# Problems and tasks:
1. In the Terraform drift detection text, on which days and at what time does the scheduled workflow run?
2. Pick up the Terraform drift detection text where it stops and write what comes next.

# Article:
★ ★ ★ ★ ★

ArgoCD continuously compares Git to cluster state. Terraform does not do this by default. Implement scheduled drift detection:

# GitHub Actions workflow for Terraform drift detection
name: Terraform Drift Detection
on:
  schedule:
    - cron: '0 8 * * 1-5'  # Weekdays at 8 AM

jobs:
  drift-check:
    runs-on: ubuntu-latest
    strategy:
      matrix:
        project: [networking, compute, data]
    steps:
      - uses: actions/checkout@v4

      - uses: hashicorp/setup-terraform@v3
        with:
          terraform_version: "1.6.4"

      - name: Terraform Init
        working-directory: infrastructure/${{ matrix.project }}
        run: terraform init -backend-config=backend-prod.hcl

      - name: Terraform Plan (Drift Detection)
        working-directory: infrastructure/${{ matrix.project }}
        id: plan
        run: |
          terraform plan -detailed-exitcode -out=plan.tfplan 2>&1 | tee plan-output.txt
          echo "exitcode=$?" >> $GITHUB_OUTPUT
        continue-on-error: true

      - name: Notify on Drift
        if: steps.plan.outputs.exitcode == '2'
        run: |
          curl -X POST "${{ secrets.SLACK_WEBHOOK }}" \
            -H 'Content-Type: application/json' \
            -d "{\"text\": \"⚠️ Terraform drift detected in ${{ matrix.project }}. Review: ${{ github.server_url }}/${{ github.repository }}/actions/runs/${{ github.run_id }}\"}"

★ ★ ★ ★ ★

# Data section:

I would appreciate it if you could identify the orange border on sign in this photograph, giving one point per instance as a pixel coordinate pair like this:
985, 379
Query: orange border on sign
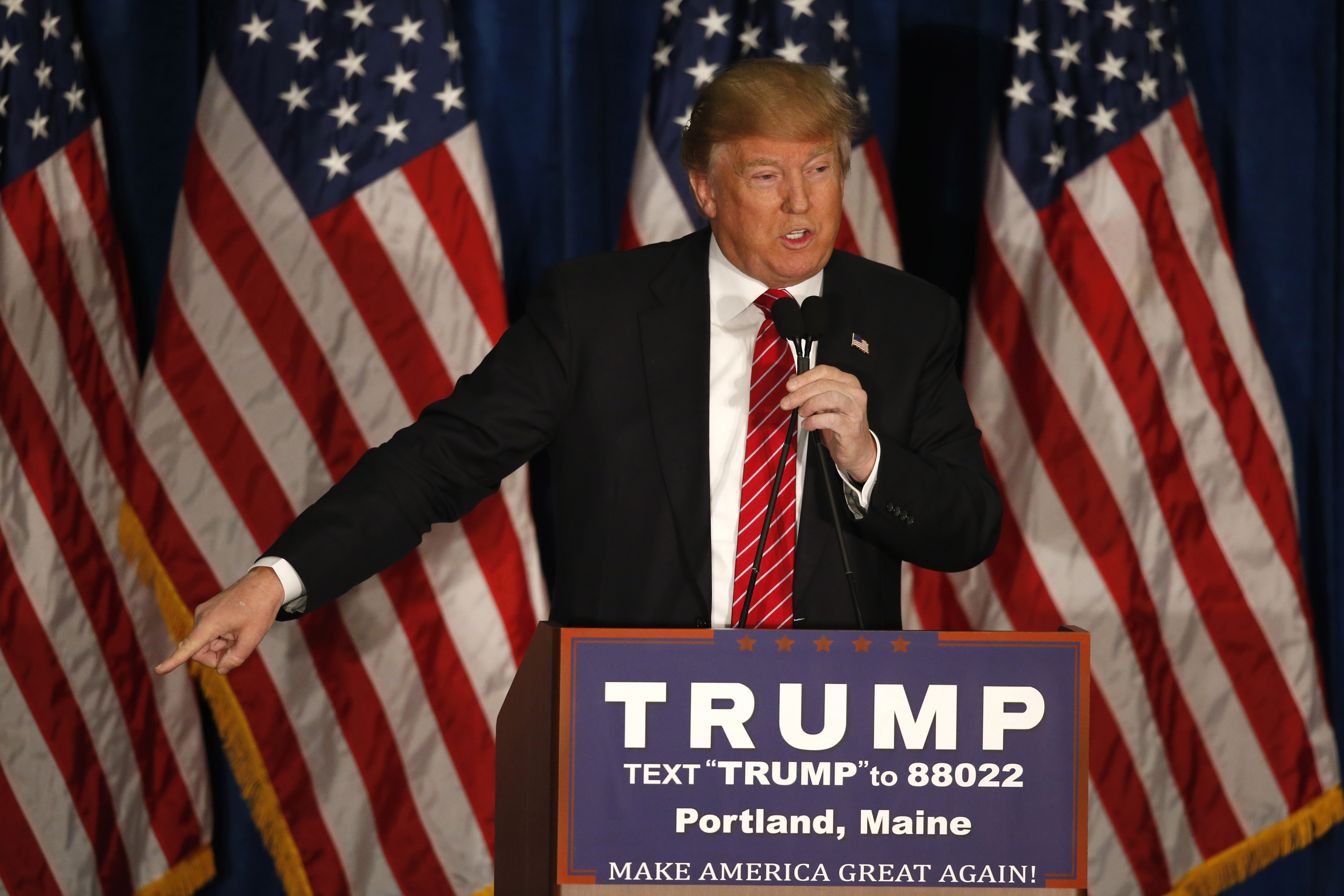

★ ★ ★ ★ ★

# Per-task outputs:
1. Weekdays at 8 AM.

2.
Exit code 2 from terraform plan -detailed-exitcode means changes are needed — infrastructure has drifted from the declared state.

Repository Structure

The repository structure significantly impacts workflow clarity and team autonomy.

Recommended: Monorepo with Clear Boundaries

platform-configs/
├── infrastructure/           # Terraform — cloud resources
│   ├── modules/             # Reusable Terraform modules
│   │   ├── vpc/
│   │   ├── ecs/
│   │   ├── rds/
│   │   └── s3/
│   ├── networking/          # VPC, subnets, route tables
│   │   ├── main.tf
│   │   ├── variables.tf
│   │   ├── outputs.tf
│   │   └── backend-prod.hcl
│   ├── compute/             # ECS clusters, EKS, EC2
│   │   ├── main.tf
│   │   └── ...
│   └── data/                # RDS, ElastiCache, S3
│       ├── main.tf
│       └── ...
├── services/                # Kubernetes manifests — app workloads
│   ├── payment-service/
│   │   ├── base/
│   │   └── overlays/
│   │       ├── development/
│   │       ├── staging/
│   │       └── production/
│   ├── user-service/
│   │   ├── base/
│   │   └── overlays/
│   └── ...
├── platform/                # Cluster-wide Kubernetes resources
│   ├── cert-manager/
│   ├── ingress-nginx/
│   ├── prometheus/
│   └── argocd/
├── atlantis.yaml
└── .github/
    └── workflows/
        └── drift-detection.yaml

Why monorepo: A change that modifies both Terraform (new RDS instance) and Kubernetes manifests (new service connecting to that RDS) can be reviewed in a single PR. Cross-cutting changes are atomic.

Why not monorepo: If infrastructure and application teams have different review cadences, a monorepo can create PR bottleneck. In that case, split into infra-configs and app-configs repos, with ArgoCD watching each independently.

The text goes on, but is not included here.